§ WORK REQUIRED
Exactly reproduce each entry, leaving out nothing.

Region pointing data
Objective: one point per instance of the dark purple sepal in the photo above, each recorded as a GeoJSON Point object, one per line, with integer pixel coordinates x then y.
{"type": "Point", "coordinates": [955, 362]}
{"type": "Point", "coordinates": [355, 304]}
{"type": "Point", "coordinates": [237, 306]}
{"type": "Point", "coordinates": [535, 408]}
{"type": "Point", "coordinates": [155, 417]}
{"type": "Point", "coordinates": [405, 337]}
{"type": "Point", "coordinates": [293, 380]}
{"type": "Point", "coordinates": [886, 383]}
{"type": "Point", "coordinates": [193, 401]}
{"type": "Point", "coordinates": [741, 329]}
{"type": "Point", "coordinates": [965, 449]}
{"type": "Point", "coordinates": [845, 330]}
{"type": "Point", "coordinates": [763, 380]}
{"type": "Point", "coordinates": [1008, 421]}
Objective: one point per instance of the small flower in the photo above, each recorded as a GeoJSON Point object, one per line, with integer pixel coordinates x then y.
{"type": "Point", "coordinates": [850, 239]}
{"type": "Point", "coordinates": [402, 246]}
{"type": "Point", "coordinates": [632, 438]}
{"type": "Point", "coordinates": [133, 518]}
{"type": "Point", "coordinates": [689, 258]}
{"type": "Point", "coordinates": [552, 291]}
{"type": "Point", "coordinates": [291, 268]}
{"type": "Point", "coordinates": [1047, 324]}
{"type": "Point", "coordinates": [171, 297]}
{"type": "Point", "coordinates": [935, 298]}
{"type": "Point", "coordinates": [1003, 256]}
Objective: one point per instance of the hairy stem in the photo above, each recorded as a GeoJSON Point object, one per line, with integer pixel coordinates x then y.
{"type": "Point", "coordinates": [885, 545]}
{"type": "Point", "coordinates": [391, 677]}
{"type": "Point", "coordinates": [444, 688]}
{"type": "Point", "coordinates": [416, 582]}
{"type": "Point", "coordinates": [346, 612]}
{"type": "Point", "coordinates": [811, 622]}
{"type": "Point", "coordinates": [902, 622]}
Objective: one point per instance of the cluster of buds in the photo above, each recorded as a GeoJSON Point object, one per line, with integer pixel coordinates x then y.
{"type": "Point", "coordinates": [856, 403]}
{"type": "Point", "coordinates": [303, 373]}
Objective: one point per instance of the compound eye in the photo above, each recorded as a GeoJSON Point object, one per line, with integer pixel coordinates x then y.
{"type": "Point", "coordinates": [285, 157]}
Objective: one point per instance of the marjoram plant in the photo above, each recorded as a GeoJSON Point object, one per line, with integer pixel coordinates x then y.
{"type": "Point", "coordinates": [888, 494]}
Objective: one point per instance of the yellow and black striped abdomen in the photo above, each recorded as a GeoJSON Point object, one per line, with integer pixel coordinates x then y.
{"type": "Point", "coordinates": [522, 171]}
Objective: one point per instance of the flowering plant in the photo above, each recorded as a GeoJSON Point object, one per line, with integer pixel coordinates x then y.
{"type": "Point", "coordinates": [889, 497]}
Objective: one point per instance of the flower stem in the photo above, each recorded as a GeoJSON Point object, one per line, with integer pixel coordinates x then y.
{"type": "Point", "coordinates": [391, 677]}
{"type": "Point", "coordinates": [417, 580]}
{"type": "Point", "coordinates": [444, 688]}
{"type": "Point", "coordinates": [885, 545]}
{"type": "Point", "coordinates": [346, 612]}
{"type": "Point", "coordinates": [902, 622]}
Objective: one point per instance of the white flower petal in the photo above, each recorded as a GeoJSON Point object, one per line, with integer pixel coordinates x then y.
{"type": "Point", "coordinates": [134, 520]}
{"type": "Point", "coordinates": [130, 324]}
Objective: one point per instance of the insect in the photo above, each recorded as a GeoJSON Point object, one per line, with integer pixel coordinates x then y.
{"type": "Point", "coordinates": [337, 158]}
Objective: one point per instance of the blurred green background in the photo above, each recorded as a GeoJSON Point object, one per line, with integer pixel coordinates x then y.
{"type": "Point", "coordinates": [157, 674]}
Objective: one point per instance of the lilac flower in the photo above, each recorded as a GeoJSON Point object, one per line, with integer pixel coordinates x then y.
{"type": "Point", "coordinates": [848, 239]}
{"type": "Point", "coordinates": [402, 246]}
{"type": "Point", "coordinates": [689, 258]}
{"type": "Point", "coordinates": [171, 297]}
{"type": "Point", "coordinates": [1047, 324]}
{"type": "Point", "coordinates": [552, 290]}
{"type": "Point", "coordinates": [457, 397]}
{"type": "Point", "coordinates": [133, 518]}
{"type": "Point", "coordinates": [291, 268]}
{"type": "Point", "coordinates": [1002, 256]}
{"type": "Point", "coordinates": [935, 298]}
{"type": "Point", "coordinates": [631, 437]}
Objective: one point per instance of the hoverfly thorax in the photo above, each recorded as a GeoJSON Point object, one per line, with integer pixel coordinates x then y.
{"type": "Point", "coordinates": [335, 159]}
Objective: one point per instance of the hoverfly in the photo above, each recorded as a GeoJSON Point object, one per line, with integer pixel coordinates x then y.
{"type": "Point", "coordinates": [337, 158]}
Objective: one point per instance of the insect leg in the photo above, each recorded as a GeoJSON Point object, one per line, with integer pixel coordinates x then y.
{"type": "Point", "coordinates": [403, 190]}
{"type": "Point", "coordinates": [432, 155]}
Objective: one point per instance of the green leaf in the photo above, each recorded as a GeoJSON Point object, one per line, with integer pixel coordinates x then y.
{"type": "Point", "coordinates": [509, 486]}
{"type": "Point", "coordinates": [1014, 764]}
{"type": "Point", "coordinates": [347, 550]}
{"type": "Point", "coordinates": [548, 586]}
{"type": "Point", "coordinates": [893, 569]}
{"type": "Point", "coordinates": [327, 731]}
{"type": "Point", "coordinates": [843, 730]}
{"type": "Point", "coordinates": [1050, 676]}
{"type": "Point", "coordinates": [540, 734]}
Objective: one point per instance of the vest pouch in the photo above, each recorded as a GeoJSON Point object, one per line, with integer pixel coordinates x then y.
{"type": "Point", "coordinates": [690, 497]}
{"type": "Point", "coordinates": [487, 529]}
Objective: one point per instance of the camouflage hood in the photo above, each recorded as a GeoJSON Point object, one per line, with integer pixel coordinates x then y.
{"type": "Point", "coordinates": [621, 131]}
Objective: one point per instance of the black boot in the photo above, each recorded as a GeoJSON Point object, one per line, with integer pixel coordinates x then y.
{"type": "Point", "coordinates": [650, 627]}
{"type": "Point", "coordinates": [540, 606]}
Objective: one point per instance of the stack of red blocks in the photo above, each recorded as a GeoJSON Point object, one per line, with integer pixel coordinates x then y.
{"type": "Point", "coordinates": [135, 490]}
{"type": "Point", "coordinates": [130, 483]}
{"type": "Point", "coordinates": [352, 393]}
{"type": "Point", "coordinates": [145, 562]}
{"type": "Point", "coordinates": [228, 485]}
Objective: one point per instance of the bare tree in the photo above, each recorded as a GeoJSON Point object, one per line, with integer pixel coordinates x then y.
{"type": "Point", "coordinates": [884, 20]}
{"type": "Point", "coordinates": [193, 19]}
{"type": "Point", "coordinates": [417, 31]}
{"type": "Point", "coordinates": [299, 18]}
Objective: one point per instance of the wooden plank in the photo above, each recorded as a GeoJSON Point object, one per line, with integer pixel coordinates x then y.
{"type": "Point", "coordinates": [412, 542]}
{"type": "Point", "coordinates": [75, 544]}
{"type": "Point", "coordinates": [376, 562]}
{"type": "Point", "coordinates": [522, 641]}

§ EXPECTED ANSWER
Objective: one point per instance of the dark purple sepal in the photo above, each recorded as a GeoJSON Point object, one per line, with integer pixel coordinates x then y.
{"type": "Point", "coordinates": [955, 362]}
{"type": "Point", "coordinates": [355, 304]}
{"type": "Point", "coordinates": [237, 306]}
{"type": "Point", "coordinates": [535, 408]}
{"type": "Point", "coordinates": [155, 417]}
{"type": "Point", "coordinates": [405, 337]}
{"type": "Point", "coordinates": [293, 380]}
{"type": "Point", "coordinates": [886, 383]}
{"type": "Point", "coordinates": [193, 401]}
{"type": "Point", "coordinates": [741, 329]}
{"type": "Point", "coordinates": [965, 449]}
{"type": "Point", "coordinates": [845, 330]}
{"type": "Point", "coordinates": [763, 380]}
{"type": "Point", "coordinates": [1008, 421]}
Objective: one point per instance of the small flower in the photo above, each recorded as a GeoJSON Point object, one per line, with integer pixel coordinates x then y.
{"type": "Point", "coordinates": [850, 239]}
{"type": "Point", "coordinates": [402, 246]}
{"type": "Point", "coordinates": [632, 438]}
{"type": "Point", "coordinates": [133, 518]}
{"type": "Point", "coordinates": [689, 258]}
{"type": "Point", "coordinates": [552, 291]}
{"type": "Point", "coordinates": [291, 268]}
{"type": "Point", "coordinates": [1047, 324]}
{"type": "Point", "coordinates": [171, 297]}
{"type": "Point", "coordinates": [935, 298]}
{"type": "Point", "coordinates": [1003, 256]}
Objective: one point per instance of the hairy stem in the photo above, each recorded as a GeoJSON Point object, one per line, with integer pixel coordinates x then y.
{"type": "Point", "coordinates": [885, 545]}
{"type": "Point", "coordinates": [391, 677]}
{"type": "Point", "coordinates": [444, 688]}
{"type": "Point", "coordinates": [416, 582]}
{"type": "Point", "coordinates": [346, 612]}
{"type": "Point", "coordinates": [811, 622]}
{"type": "Point", "coordinates": [902, 622]}
Objective: one point per instance of the cluster of buds in the photo above, each recorded as a GeoJSON Point object, one per line, with integer pixel coordinates x then y.
{"type": "Point", "coordinates": [856, 403]}
{"type": "Point", "coordinates": [303, 373]}
Objective: one point per instance of the compound eye in the photo above, each recorded as a GeoJSON Point object, one per line, with integer pixel coordinates x then y.
{"type": "Point", "coordinates": [285, 157]}
Objective: one point per instance of the marjoram plant in the photo above, each recorded as a GeoJSON Point object, one per line, with integer pixel coordinates x then y.
{"type": "Point", "coordinates": [888, 494]}
Objective: one point per instance of the yellow and black striped abdomen in the photo above, each recorded as a GeoJSON Point object, one per line, with integer pixel coordinates x then y.
{"type": "Point", "coordinates": [522, 171]}
Objective: one point per instance of the flowering plant in the photo above, each recorded as a GeoJSON Point object, one per line, with integer pixel coordinates x then y.
{"type": "Point", "coordinates": [889, 497]}
Objective: one point per instance of the flower stem in the photo above, each recorded as a GeoJSON Point object, one per line, with integer pixel coordinates x then y.
{"type": "Point", "coordinates": [391, 677]}
{"type": "Point", "coordinates": [417, 580]}
{"type": "Point", "coordinates": [444, 688]}
{"type": "Point", "coordinates": [885, 545]}
{"type": "Point", "coordinates": [346, 612]}
{"type": "Point", "coordinates": [902, 622]}
Objective: one point per instance of the white flower petal in the photo above, each recorded as a GeoJSON Point object, one per line, with integer pixel coordinates x then y.
{"type": "Point", "coordinates": [134, 520]}
{"type": "Point", "coordinates": [130, 324]}
Objective: one point per instance of the insect in the photo above, each recorded as a GeoJSON Point object, one per line, with integer pixel coordinates x then y.
{"type": "Point", "coordinates": [337, 158]}
Objective: one point per instance of the blurred green background in the photo above, each recorded as a GeoJSON Point object, one per line, with integer pixel coordinates x then y.
{"type": "Point", "coordinates": [157, 674]}
Objective: one point per instance of the lilac flower in the photo above, each recorded as a GeoJSON Point object, one per line, with integer pixel coordinates x then y.
{"type": "Point", "coordinates": [848, 239]}
{"type": "Point", "coordinates": [402, 246]}
{"type": "Point", "coordinates": [689, 258]}
{"type": "Point", "coordinates": [171, 297]}
{"type": "Point", "coordinates": [1047, 324]}
{"type": "Point", "coordinates": [552, 290]}
{"type": "Point", "coordinates": [457, 397]}
{"type": "Point", "coordinates": [133, 518]}
{"type": "Point", "coordinates": [291, 268]}
{"type": "Point", "coordinates": [1002, 256]}
{"type": "Point", "coordinates": [935, 298]}
{"type": "Point", "coordinates": [631, 437]}
Objective: one point per instance of the hoverfly thorax in the photo above, each recorded as a GeoJSON Point object, one per line, with integer pixel coordinates x then y.
{"type": "Point", "coordinates": [335, 159]}
Objective: one point per instance of the hoverfly in the photo above, each recorded as a GeoJSON Point object, one per line, with integer pixel coordinates x then y.
{"type": "Point", "coordinates": [337, 158]}
Objective: one point per instance of the insect leg in the photo above, each recorded as a GeoJSON Point object, one per line, with integer pixel coordinates x then y.
{"type": "Point", "coordinates": [403, 190]}
{"type": "Point", "coordinates": [432, 155]}
Objective: one point per instance of the green leaf in the photo above, each recorded as a GeoJSON Point object, one per line, with integer pixel coordinates x then y.
{"type": "Point", "coordinates": [509, 486]}
{"type": "Point", "coordinates": [1014, 764]}
{"type": "Point", "coordinates": [347, 550]}
{"type": "Point", "coordinates": [548, 586]}
{"type": "Point", "coordinates": [893, 569]}
{"type": "Point", "coordinates": [327, 731]}
{"type": "Point", "coordinates": [843, 730]}
{"type": "Point", "coordinates": [1050, 676]}
{"type": "Point", "coordinates": [540, 734]}
Objective: one point per instance of the vest pouch in the photo above, each recorded as a GeoJSON Point object, one per line, with integer pixel coordinates x then y.
{"type": "Point", "coordinates": [690, 497]}
{"type": "Point", "coordinates": [487, 529]}
Objective: one point per instance of the camouflage hood in the photo above, each recorded as a GeoJSON Point object, one per line, with integer pixel coordinates x then y.
{"type": "Point", "coordinates": [621, 131]}
Objective: one point per instance of the black boot in the photo above, each recorded as a GeoJSON Point object, one per line, with integer pixel coordinates x then y.
{"type": "Point", "coordinates": [650, 627]}
{"type": "Point", "coordinates": [540, 606]}
Objective: one point per instance of the stack of red blocks in the photo above, each recorded as a GeoJSON Point object, one per line, with integer pixel coordinates x then y.
{"type": "Point", "coordinates": [135, 490]}
{"type": "Point", "coordinates": [130, 483]}
{"type": "Point", "coordinates": [352, 393]}
{"type": "Point", "coordinates": [145, 562]}
{"type": "Point", "coordinates": [228, 485]}
Objective: one point per instance of the bare tree in the photo above, each recorded as a GeoJSON Point object, one per line, with integer pixel coordinates x then y.
{"type": "Point", "coordinates": [884, 20]}
{"type": "Point", "coordinates": [193, 19]}
{"type": "Point", "coordinates": [417, 31]}
{"type": "Point", "coordinates": [299, 18]}
Objective: one point per instance of the wooden plank in the photo above, each recorded as a GeoJSON Point object, one per line, with integer pixel coordinates x then y.
{"type": "Point", "coordinates": [412, 542]}
{"type": "Point", "coordinates": [75, 544]}
{"type": "Point", "coordinates": [376, 562]}
{"type": "Point", "coordinates": [522, 641]}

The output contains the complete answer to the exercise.